• **AIM OF THE TASK**:
Copy out every line from the start of the records through the line that contains "[161,91,300,214]", requests included. Scale each box coordinate in the answers by 1.4 and round it to a whole number, rounding halves up.

• **RECORDS**:
--- start ---
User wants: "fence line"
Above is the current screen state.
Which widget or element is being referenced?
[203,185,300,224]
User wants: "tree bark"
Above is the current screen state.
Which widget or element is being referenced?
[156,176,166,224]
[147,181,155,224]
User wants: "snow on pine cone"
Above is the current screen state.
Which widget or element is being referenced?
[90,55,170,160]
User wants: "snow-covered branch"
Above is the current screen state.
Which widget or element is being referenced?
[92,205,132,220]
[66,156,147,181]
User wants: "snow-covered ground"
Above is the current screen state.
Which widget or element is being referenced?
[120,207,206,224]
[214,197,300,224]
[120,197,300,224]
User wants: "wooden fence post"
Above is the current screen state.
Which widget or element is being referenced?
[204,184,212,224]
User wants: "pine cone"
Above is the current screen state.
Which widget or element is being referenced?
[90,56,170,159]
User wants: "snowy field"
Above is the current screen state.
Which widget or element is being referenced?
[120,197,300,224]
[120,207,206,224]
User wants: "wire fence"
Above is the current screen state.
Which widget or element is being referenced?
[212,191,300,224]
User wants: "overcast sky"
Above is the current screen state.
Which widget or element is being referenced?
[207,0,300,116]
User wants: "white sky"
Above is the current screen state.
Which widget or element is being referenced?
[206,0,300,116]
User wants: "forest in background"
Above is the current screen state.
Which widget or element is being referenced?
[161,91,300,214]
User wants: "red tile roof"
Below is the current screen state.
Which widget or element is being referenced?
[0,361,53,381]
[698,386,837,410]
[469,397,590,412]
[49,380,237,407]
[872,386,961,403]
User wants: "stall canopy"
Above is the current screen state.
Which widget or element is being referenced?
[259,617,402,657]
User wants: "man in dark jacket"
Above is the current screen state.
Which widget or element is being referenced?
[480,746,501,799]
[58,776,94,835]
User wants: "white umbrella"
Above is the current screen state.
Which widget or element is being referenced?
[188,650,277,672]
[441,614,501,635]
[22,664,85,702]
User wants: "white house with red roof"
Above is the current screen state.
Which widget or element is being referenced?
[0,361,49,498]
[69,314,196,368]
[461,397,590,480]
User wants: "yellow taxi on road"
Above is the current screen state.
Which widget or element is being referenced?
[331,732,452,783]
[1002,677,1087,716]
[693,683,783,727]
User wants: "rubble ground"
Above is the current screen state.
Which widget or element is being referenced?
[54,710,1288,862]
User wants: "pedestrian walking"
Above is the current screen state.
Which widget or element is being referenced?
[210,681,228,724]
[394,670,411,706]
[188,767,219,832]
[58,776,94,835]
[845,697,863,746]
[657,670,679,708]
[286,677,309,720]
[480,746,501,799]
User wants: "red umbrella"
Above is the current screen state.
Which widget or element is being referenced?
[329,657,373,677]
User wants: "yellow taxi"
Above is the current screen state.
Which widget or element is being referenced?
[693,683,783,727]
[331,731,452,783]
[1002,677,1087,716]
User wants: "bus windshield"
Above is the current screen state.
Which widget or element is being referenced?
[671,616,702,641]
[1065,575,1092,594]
--- end ---
• **ANSWER TO THE PROBLEM**:
User wants: "fence line"
Above is the current screen state.
Which widget or element is being referenced?
[284,259,420,314]
User wants: "tree bark"
Above is the current screen state.
Which widget or element is being referenced?
[218,246,232,314]
[206,253,217,314]
User wants: "snow on pine cone"
Above is the current screen state.
Which widget or element is being referenced?
[126,77,238,224]
User wants: "snow-covered branch"
Above is the current screen state.
Which widget or element is being referenced?
[129,287,185,308]
[92,218,206,253]
User wants: "snow-covered ground"
Above is the current screen state.
Which widget or element is being referenced?
[168,290,288,314]
[300,276,420,314]
[168,276,420,314]
User wants: "wooden fence post"
Above is the current screen state.
Which widget or element is being referenced?
[286,258,297,314]
User wants: "pine cone"
Above is the current screen state.
Which widget or element is being referenced?
[126,78,238,223]
User wants: "snowy field"
Above is the current screen state.
Which widget or element is being referenced?
[168,276,420,314]
[168,290,288,314]
User wants: "wire fence"
Above is the current screen state.
Which widget or element is being referenced?
[297,267,420,314]
User wants: "overcast sky"
Above is the current screen state.
Which widget or element is being referenced?
[290,0,420,162]
User wants: "white sky"
Above is the current screen state.
Which widget or element is being referenced?
[288,0,420,162]
User wants: "forest in background"
Above is the current screen state.
Which widget or element is being referenced?
[225,127,420,300]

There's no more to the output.